YOUR TASK: Reproduce all the entries exactly.

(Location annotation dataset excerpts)
○ ○ ○

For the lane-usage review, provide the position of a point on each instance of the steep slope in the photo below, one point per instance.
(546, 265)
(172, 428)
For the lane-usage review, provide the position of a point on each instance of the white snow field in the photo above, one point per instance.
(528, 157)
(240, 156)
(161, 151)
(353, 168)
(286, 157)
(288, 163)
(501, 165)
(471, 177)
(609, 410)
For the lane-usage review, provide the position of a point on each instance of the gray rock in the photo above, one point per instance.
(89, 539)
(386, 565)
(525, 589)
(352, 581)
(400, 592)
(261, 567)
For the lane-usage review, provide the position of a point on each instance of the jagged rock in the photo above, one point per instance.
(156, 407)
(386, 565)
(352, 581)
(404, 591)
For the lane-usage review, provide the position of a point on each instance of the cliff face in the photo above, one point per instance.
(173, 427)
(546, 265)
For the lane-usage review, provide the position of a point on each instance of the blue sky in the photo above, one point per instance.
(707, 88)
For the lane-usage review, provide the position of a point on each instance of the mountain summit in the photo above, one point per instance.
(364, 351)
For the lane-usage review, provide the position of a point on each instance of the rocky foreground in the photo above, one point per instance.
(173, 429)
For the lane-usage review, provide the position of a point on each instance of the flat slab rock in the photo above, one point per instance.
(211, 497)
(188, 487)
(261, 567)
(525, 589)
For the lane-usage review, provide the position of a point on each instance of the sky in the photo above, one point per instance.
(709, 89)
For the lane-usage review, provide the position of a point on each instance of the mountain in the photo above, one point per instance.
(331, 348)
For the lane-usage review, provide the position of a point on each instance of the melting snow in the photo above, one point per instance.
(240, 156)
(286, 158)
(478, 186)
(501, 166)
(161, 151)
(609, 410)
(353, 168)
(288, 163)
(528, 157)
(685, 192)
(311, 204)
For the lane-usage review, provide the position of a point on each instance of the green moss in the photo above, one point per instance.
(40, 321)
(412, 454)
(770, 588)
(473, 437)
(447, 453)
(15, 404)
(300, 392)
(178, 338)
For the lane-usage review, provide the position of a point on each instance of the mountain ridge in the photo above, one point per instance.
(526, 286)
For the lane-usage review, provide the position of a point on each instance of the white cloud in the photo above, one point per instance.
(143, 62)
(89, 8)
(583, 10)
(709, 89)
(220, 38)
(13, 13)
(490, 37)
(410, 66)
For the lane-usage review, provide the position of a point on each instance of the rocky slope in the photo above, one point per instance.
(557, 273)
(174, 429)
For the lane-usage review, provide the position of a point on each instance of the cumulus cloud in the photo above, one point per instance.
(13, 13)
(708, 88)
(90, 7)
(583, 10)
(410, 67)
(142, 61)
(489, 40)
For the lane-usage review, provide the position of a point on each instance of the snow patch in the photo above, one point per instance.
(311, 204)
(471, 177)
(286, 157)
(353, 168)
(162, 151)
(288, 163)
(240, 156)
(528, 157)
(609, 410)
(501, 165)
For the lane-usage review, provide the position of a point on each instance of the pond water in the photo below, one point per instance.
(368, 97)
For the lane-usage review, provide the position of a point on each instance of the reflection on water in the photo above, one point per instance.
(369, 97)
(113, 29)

○ ○ ○

OUTPUT:
For the lane-usage review, provide the position of a point on each instance of the steep slope in the photo below, one point per instance.
(546, 265)
(172, 428)
For the lane-usage review, provide the position of a point on each instance of the white snow field in the photo above, one point per instance.
(528, 157)
(240, 156)
(161, 151)
(353, 168)
(286, 157)
(288, 163)
(501, 165)
(471, 177)
(609, 410)
For the lane-usage review, provide the position of a point on each instance of the gray rock in the photo above, one point per instance.
(89, 539)
(386, 565)
(525, 589)
(352, 581)
(400, 592)
(261, 567)
For the lane-usage review, provide the position of a point on each instance of the jagged rock in the photo above, one point per instance.
(156, 407)
(386, 565)
(352, 581)
(404, 591)
For the lane-usage review, provide the position of a point on each instance of the cliff face in the photo above, one point per instance.
(173, 427)
(546, 265)
For the lane-usage review, provide the position of a point on each instance of the blue sky in the photo above, one point per instance.
(707, 88)
For the lane-usage review, provide the position of a point on each instance of the mountain summit in the photo above, one point per instance.
(364, 351)
For the lane-usage review, provide the position of a point on each instance of the rocky foreground in the photo above, one point per instance.
(173, 429)
For the lane-usage review, provide the position of a point on each instance of the flat slab rock in the photo above, one point per instance.
(211, 497)
(188, 487)
(261, 567)
(525, 589)
For the lane-usage review, provide the position of a point on each instance of the sky in the photo above, one point per instance.
(709, 89)
For the lane-usage review, provide the position of a point on each instance of the mountain in the photo above, one point per instance.
(331, 348)
For the lane-usage review, provide the position of a point on each instance of the melting snow in the photo above, one point per instance.
(240, 156)
(286, 158)
(478, 186)
(501, 166)
(161, 151)
(609, 410)
(353, 168)
(288, 163)
(528, 157)
(685, 192)
(311, 204)
For the lane-usage review, provide the position of a point on each instance of the green moss in the photo above, one point per instance.
(40, 321)
(412, 454)
(770, 588)
(473, 437)
(447, 453)
(15, 404)
(300, 392)
(178, 338)
For the lane-usage review, provide the position of a point on each instance of the mountain ridge in the photo above, one point per instance.
(526, 286)
For the lane-usage review, provide the position of a point on each instance of the white cloud in the photo above, one point per instance.
(143, 62)
(89, 8)
(583, 10)
(709, 89)
(220, 38)
(13, 13)
(490, 37)
(410, 66)
For the lane-usage review, provide the position of a point on each instance of the rocky slope in the photo above, one point per instance.
(557, 273)
(174, 429)
For the lane-usage review, provide the position of a point on each instance of the cumulus cloud in the photo above, one point per instance.
(13, 13)
(708, 88)
(90, 7)
(583, 10)
(410, 67)
(142, 61)
(489, 40)
For the lane-usage review, provide the position of a point on each instance of the snow patch in the photo above, one point per instance.
(311, 204)
(471, 177)
(286, 157)
(353, 168)
(162, 151)
(288, 163)
(240, 156)
(528, 157)
(609, 410)
(501, 165)
For the lane-usage review, provide the position of a point on each instance of the pond water in the photo below, one point per instance.
(368, 97)
For the lane-usage review, provide the position of a point on each instance of the reflection on water in the photo above, one point per instance.
(369, 97)
(113, 29)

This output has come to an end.